| Task item |
All of the records below need to be returned exactly.

| Task inputs |

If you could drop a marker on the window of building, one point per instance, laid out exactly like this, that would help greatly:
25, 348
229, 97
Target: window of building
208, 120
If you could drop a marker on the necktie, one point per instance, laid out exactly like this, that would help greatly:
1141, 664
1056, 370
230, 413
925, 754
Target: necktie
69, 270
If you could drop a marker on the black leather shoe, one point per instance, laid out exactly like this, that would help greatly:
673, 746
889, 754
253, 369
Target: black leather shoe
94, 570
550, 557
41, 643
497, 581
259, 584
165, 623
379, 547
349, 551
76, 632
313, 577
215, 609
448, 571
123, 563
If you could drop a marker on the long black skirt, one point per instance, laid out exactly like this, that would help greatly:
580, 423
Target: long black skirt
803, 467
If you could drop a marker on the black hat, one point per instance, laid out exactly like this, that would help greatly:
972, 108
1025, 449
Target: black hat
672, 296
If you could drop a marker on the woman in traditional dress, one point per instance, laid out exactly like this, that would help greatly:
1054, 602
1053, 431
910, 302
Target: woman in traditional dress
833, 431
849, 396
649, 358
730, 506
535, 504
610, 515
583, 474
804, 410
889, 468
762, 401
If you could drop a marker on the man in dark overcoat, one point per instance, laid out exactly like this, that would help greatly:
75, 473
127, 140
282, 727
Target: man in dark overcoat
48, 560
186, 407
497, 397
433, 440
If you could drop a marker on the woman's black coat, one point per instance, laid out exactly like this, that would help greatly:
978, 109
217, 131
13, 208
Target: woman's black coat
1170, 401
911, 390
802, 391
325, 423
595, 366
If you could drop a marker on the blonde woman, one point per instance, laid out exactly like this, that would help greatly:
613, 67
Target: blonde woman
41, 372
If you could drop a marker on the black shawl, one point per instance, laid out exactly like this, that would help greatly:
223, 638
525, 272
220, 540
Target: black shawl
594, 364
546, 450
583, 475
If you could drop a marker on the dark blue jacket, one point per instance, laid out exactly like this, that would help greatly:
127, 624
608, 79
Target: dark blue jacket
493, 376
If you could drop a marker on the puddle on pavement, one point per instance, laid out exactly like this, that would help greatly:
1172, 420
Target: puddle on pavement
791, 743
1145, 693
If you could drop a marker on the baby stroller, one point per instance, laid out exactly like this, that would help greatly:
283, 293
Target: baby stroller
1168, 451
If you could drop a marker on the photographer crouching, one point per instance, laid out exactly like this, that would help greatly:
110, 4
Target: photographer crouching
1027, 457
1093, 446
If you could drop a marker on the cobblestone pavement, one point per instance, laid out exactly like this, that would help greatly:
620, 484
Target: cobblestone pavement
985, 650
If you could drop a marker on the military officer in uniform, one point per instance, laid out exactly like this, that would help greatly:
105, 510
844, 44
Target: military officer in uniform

| Written answer |
If you could drop a marker on the window of building, one point per instance, laid out exactly like this, that would help greatly:
25, 348
229, 97
Target: window of building
208, 120
If you could drop a marker on the necktie, one point per instance, laid out exactly like this, that would help greatly:
1141, 664
1056, 370
230, 413
925, 754
Target: necktie
69, 270
If you could drop a marker on the black leather shoe, one point per instance, laid out exactly like this, that would help greatly:
673, 746
889, 754
253, 369
Target: black leather shoe
94, 570
550, 557
41, 643
497, 581
259, 584
165, 623
379, 547
349, 551
76, 632
313, 577
215, 609
448, 571
123, 563
If you could drop a marker on the long black skirt, one point per instance, laid out exactly like this, that would help greatly:
580, 423
Target: long black skirt
803, 467
If you could drop a marker on the black hat, one point per instance, laid out exactly like this, that would help greatly:
972, 108
1025, 449
Target: black hat
672, 296
If you could drop a marker on the woman in traditional dress, one point per instance, laid out exactly like this, that would help greatly:
1054, 602
1053, 431
910, 302
Target: woman in traditional dress
833, 431
849, 396
649, 358
730, 506
535, 504
610, 515
583, 474
804, 410
889, 468
762, 401
If you could drop a marker on the man in dark overcoat, one point per instance, laid out exactly like this, that would help greatly:
75, 473
127, 140
282, 727
Target: man in dark overcoat
48, 560
186, 407
497, 397
433, 440
If you could drop a marker on the woman's black coat, one point per instance, laid out exactly like this, that would help greatly:
978, 109
217, 131
13, 208
Target: woman's black coat
1170, 401
911, 390
802, 391
325, 423
595, 366
If you could drop a marker on the blonde woman, one point per instance, laid out exactly like this, that would help greatly:
613, 67
Target: blonde woman
41, 372
If you could drop a marker on the black shawl, one point per instance, laid out exactly like this, that would help greatly:
223, 638
525, 272
220, 540
Target: black shawl
594, 364
546, 450
583, 475
If you could drop a marker on the dark blue jacket, one point per instance, laid out exactly like this, that would help greatly:
127, 624
608, 79
Target: dark blue jacket
493, 376
If you could drop a marker on the puddle on pavement, one point per instance, laid out exactly like this, that would help greatly:
1172, 420
Target: puddle on pavement
791, 743
1145, 693
If you could drop a marker on the baby stroller, one point per instance, laid out exactly like this, that would help greatly:
283, 293
Target: baby stroller
1168, 451
If you could drop a marker on the photographer crouching, one point per instance, laid out exactly like this, that would help greatly:
110, 4
Target: photographer crouching
1027, 457
1093, 446
If you could drop a marker on the cobblestone pavement, one point per instance, laid out exactly like this, that would help greatly:
620, 484
Target: cobblestone pavement
985, 650
If you could drop a marker on the military officer in uniform, one point per instance, laid out exactly like this, that would help greatly:
105, 510
844, 44
Target: military officer in uniform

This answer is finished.